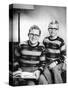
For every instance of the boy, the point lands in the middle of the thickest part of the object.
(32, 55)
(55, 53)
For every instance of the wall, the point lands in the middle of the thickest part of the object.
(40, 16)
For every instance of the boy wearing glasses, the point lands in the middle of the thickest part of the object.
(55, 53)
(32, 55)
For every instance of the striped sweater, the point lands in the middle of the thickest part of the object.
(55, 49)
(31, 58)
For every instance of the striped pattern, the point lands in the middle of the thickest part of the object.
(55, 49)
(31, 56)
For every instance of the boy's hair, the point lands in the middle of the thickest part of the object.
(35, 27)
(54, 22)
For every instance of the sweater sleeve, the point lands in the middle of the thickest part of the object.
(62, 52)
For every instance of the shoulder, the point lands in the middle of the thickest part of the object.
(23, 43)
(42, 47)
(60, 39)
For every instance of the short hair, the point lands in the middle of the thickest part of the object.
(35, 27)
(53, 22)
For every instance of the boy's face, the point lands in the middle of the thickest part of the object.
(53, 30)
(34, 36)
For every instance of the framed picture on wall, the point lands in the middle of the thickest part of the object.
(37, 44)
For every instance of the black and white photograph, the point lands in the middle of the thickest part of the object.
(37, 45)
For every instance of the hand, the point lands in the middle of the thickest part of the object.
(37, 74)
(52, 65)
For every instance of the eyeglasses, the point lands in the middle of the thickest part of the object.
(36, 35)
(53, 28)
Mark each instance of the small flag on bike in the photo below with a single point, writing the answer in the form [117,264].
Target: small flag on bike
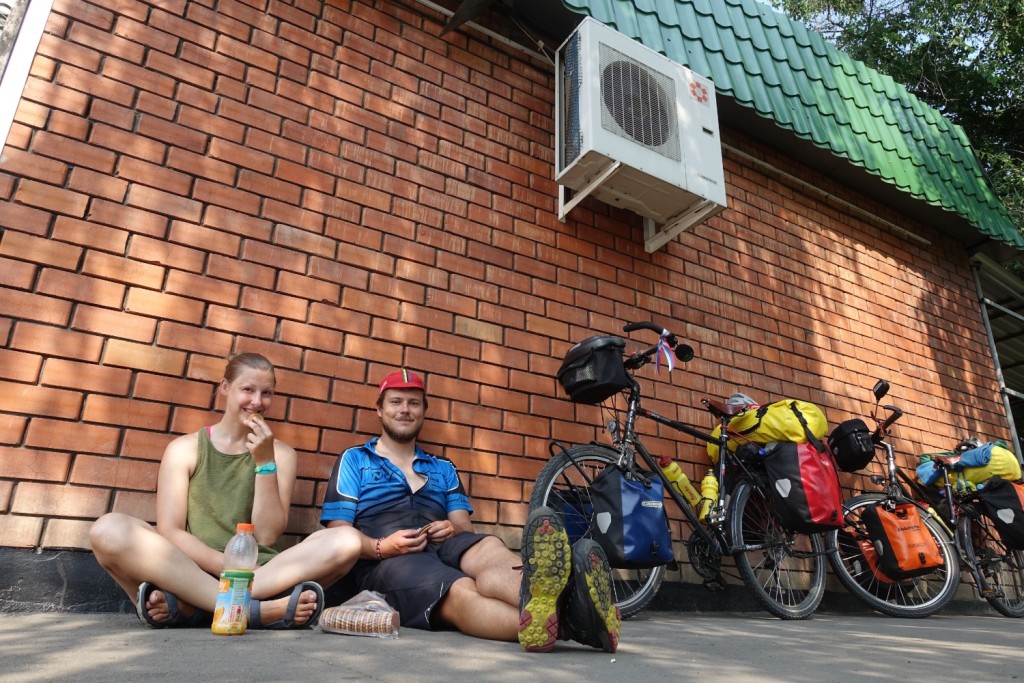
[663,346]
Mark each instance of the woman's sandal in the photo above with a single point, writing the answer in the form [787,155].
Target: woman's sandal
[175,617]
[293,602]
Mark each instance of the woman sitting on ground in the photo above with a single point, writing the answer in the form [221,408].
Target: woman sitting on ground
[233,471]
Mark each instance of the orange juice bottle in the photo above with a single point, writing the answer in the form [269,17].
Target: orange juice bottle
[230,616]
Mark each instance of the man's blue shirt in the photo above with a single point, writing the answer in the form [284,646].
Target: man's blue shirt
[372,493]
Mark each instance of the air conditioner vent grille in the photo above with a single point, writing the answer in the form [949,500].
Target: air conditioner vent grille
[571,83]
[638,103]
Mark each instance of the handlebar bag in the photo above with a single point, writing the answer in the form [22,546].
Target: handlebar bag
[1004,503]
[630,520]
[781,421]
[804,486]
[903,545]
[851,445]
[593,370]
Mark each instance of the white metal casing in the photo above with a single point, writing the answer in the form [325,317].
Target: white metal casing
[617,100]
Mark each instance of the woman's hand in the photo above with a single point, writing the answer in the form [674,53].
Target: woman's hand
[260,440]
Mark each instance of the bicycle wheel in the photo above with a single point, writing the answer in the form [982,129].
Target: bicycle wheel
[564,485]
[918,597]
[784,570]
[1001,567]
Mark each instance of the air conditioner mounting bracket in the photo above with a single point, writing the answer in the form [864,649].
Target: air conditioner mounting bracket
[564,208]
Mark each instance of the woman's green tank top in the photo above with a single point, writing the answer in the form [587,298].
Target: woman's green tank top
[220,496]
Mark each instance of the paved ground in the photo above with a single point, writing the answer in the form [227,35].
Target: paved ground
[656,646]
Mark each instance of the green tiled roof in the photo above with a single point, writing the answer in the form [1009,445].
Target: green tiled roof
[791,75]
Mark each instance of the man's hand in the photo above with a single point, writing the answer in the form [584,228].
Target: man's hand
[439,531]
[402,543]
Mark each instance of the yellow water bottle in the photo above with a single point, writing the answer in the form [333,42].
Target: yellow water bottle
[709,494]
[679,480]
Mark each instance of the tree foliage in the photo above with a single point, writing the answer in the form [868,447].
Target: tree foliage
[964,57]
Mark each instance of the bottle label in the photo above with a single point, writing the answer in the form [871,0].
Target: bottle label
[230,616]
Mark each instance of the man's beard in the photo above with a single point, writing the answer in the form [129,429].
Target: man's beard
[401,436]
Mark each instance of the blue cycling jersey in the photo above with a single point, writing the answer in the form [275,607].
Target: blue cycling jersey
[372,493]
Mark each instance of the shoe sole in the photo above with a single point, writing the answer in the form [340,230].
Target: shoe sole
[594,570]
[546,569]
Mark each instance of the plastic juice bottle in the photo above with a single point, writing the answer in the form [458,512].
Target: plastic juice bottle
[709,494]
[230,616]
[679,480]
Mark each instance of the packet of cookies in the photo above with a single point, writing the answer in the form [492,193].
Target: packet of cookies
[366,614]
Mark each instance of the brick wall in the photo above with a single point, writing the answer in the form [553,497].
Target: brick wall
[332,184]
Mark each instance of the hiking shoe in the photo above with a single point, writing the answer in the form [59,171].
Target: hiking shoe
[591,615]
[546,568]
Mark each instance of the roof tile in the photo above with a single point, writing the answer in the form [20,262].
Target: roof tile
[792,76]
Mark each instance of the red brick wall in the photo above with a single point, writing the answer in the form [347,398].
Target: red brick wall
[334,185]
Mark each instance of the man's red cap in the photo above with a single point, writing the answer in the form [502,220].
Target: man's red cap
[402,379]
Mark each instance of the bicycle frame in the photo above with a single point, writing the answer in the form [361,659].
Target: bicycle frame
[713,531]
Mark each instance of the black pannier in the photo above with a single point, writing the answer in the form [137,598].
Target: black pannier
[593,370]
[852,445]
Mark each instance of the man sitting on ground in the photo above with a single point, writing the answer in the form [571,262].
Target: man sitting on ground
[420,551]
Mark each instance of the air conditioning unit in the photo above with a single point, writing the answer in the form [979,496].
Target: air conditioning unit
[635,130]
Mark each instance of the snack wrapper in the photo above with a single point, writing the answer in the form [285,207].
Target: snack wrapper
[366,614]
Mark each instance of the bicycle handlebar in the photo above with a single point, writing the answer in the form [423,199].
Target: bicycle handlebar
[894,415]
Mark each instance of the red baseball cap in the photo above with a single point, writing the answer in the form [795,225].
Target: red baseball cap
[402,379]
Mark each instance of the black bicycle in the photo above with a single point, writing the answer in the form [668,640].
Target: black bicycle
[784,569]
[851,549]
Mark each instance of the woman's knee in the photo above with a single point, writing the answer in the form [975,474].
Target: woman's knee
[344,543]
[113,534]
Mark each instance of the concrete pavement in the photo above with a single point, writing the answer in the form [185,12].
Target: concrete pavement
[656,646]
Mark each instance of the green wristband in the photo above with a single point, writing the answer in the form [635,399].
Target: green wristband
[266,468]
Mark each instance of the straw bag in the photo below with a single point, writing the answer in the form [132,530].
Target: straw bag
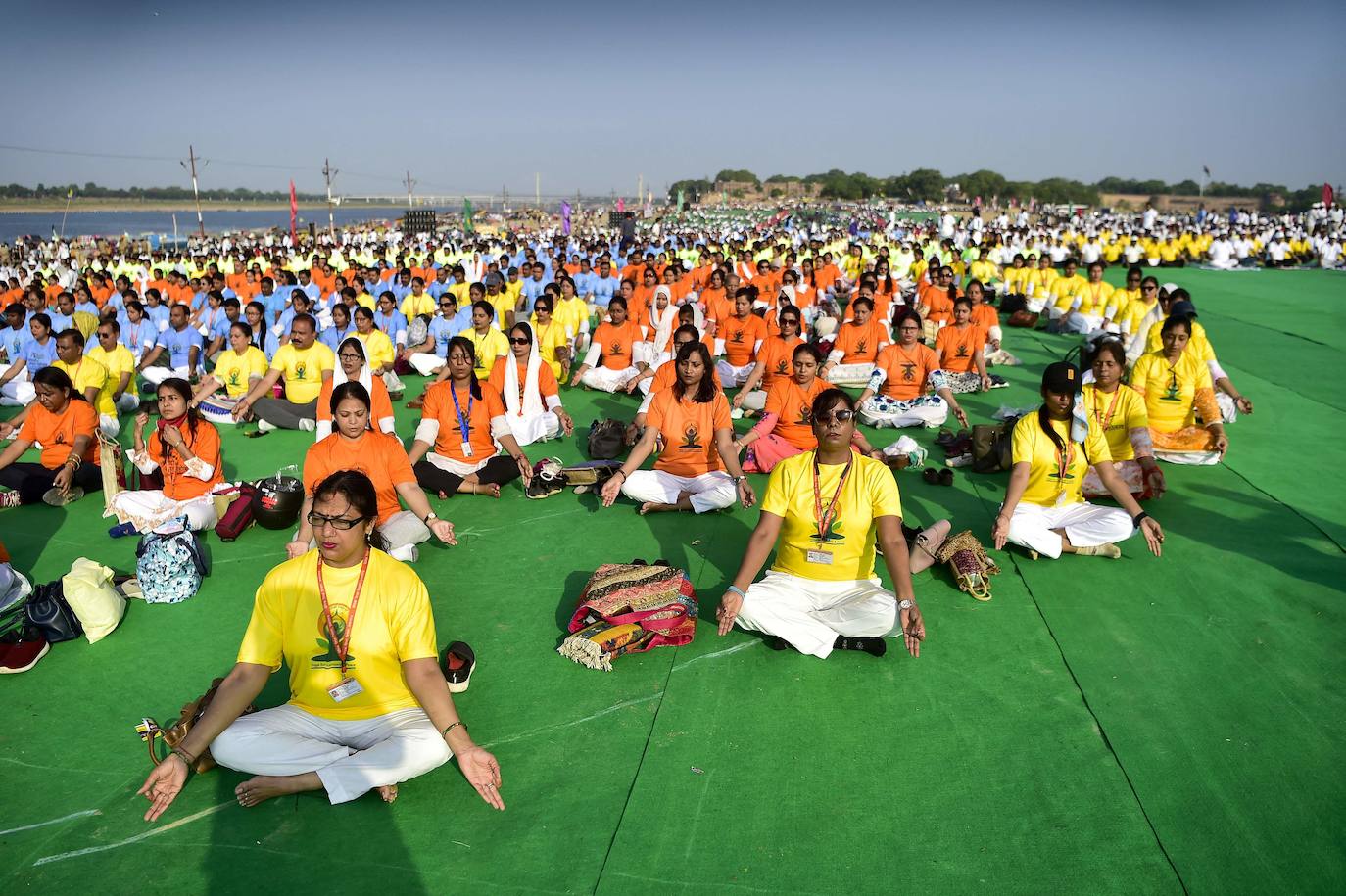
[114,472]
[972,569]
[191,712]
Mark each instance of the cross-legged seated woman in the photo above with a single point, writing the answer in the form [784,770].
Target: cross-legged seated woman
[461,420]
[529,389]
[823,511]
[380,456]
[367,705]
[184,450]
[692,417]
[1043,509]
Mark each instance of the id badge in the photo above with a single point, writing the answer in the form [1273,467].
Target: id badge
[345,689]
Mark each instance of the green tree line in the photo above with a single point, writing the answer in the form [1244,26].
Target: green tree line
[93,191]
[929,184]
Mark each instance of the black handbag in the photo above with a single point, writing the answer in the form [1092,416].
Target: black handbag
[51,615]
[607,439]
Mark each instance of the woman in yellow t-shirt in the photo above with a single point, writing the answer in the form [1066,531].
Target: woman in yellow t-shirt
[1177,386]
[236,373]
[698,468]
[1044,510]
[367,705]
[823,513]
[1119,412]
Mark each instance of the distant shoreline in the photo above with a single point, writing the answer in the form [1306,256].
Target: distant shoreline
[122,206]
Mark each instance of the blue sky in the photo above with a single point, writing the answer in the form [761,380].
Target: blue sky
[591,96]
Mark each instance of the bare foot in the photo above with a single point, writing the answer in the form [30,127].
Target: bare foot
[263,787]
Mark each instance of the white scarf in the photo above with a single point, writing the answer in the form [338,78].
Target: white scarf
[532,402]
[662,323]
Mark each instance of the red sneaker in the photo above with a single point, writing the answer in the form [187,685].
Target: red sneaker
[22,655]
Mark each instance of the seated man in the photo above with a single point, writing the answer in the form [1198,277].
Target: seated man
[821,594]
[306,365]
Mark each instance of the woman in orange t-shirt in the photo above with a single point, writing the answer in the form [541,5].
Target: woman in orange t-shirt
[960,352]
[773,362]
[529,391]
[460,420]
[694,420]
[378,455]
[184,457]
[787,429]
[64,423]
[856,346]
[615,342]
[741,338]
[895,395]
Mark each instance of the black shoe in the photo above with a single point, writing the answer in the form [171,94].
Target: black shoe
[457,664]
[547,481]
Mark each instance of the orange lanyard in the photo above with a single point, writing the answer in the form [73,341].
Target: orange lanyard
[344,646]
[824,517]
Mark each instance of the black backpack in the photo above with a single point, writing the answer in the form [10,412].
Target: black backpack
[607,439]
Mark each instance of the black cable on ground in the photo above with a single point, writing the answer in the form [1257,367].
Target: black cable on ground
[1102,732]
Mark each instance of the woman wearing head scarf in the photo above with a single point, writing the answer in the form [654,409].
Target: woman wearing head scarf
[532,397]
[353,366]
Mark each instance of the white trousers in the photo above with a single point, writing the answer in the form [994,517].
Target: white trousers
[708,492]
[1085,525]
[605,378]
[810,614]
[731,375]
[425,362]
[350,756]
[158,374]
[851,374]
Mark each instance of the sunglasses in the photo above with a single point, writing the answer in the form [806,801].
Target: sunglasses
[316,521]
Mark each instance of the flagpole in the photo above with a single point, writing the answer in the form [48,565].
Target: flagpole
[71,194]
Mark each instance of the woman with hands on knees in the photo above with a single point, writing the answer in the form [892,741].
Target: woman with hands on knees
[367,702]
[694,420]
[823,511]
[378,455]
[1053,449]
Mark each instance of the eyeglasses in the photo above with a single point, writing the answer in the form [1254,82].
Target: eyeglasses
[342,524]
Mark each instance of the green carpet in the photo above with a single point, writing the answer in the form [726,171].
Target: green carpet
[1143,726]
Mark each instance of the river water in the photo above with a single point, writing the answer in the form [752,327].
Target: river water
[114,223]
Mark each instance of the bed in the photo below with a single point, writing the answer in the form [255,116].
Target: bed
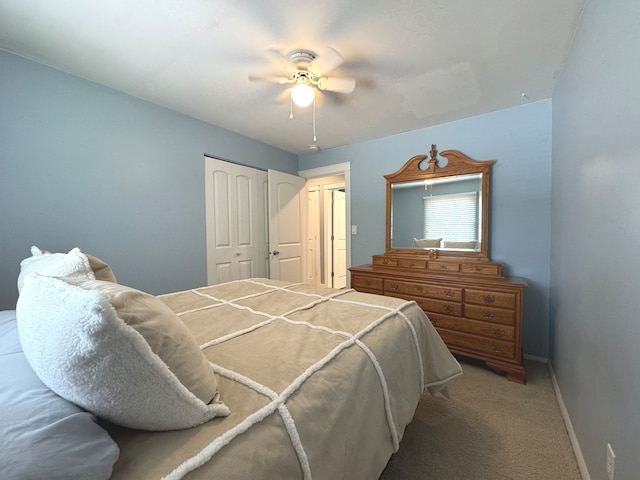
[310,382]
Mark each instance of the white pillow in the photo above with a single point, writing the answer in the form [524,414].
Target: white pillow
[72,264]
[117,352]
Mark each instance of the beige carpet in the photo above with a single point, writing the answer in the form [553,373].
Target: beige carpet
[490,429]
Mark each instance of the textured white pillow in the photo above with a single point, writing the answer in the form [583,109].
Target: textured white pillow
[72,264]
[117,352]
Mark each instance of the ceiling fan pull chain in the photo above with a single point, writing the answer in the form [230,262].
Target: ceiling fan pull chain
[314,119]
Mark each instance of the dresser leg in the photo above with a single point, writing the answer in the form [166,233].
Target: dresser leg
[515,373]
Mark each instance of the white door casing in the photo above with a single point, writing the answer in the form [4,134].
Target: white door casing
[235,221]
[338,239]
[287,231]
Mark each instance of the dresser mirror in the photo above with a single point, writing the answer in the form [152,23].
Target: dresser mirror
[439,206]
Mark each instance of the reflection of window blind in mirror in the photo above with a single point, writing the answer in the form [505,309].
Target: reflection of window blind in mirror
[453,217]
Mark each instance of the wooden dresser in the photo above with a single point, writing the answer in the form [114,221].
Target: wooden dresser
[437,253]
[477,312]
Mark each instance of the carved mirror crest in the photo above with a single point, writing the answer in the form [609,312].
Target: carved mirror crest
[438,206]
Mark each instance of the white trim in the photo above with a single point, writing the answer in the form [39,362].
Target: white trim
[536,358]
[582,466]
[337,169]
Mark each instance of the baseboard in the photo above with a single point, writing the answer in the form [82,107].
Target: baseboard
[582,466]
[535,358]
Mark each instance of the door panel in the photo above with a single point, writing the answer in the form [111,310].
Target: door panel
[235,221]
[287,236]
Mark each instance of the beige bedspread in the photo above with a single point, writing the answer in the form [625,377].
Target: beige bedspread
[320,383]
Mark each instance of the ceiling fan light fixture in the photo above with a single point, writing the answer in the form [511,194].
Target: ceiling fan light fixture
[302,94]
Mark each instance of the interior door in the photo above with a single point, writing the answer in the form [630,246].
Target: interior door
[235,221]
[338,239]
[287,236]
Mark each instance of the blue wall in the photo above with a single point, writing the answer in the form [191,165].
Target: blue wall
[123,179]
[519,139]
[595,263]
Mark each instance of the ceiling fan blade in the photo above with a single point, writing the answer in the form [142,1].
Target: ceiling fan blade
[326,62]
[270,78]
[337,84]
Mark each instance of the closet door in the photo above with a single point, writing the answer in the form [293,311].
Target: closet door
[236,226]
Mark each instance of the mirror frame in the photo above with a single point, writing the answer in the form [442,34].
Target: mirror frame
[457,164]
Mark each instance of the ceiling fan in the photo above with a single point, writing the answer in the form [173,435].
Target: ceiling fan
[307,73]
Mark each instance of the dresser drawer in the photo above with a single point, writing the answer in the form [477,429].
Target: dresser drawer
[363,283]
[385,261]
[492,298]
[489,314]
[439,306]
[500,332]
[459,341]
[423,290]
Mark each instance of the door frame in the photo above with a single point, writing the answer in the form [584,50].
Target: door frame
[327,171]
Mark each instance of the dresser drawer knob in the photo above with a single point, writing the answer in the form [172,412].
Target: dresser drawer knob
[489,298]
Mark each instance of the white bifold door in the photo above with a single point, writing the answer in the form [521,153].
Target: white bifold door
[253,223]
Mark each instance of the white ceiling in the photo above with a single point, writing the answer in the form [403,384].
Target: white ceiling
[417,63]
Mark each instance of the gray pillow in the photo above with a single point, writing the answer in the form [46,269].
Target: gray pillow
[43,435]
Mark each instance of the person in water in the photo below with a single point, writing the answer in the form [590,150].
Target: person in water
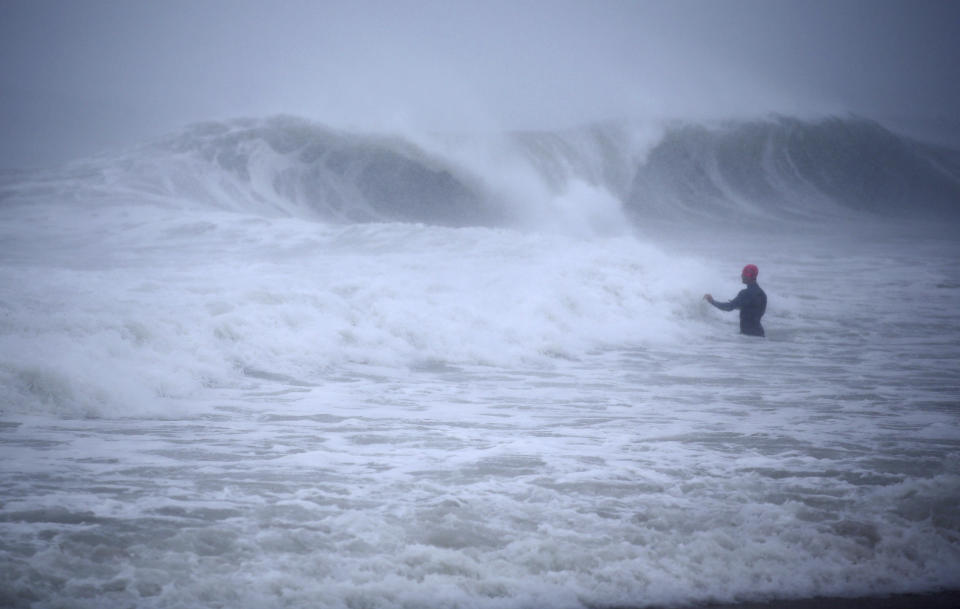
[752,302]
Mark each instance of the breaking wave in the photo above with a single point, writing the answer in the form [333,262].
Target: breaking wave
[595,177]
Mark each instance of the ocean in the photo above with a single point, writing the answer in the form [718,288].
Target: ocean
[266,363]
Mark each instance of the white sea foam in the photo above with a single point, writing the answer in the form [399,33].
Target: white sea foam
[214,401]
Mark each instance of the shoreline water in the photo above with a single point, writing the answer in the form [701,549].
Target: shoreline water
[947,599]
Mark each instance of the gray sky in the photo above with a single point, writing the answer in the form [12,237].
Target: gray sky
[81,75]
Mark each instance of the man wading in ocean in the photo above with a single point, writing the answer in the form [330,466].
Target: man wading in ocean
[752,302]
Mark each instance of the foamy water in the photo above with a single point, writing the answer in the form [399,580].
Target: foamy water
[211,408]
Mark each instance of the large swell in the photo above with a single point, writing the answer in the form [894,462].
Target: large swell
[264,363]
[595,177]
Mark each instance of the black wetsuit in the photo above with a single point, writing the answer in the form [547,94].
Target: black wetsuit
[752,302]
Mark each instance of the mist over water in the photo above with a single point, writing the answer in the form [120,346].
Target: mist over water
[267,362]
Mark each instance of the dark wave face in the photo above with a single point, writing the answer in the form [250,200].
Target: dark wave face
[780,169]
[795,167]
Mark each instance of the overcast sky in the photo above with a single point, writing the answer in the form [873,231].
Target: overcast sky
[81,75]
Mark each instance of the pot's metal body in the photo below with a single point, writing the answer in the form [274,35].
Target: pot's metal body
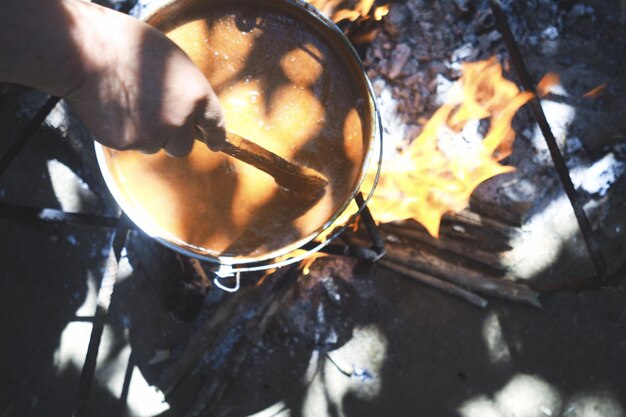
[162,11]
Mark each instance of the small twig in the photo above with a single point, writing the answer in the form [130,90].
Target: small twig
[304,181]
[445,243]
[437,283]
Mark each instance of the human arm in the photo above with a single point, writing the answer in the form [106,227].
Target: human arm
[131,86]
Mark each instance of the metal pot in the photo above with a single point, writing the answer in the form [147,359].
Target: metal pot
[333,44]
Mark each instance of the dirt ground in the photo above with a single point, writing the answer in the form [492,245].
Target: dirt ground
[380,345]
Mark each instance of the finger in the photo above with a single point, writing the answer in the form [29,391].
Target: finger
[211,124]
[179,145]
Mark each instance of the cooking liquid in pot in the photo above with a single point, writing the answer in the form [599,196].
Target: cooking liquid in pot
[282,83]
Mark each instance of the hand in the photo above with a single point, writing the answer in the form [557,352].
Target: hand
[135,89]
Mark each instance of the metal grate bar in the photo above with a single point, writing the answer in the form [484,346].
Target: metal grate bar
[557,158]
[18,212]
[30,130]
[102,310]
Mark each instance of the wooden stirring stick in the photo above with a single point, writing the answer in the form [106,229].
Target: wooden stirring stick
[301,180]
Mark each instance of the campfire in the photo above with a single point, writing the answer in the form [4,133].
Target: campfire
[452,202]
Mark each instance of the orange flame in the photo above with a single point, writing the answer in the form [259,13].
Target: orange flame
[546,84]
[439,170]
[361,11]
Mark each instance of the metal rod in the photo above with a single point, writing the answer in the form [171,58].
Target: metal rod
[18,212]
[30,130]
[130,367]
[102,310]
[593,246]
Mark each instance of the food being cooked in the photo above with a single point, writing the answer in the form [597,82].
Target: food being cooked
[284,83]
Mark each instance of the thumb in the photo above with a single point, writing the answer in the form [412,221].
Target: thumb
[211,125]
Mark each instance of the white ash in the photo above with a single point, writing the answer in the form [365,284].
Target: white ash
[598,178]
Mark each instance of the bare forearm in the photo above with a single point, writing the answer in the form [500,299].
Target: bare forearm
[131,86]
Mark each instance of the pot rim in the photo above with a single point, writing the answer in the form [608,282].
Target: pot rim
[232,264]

ACTIVITY — Using the data above, reproduce exactly the lines from the line that contains "Target: textured white pillow" through the line that contains "Mark each instance of the dresser leg", including both.

YOUR RESPONSE —
Target: textured white pillow
[72,264]
[117,352]
Mark each instance of the ceiling fan pull chain in the photo above with a single point, writing the answer in the form [230,262].
Target: ceiling fan pull chain
[314,119]
Mark each instance of the dresser leg in the photo above with a single point, writing the answer in the form [166,233].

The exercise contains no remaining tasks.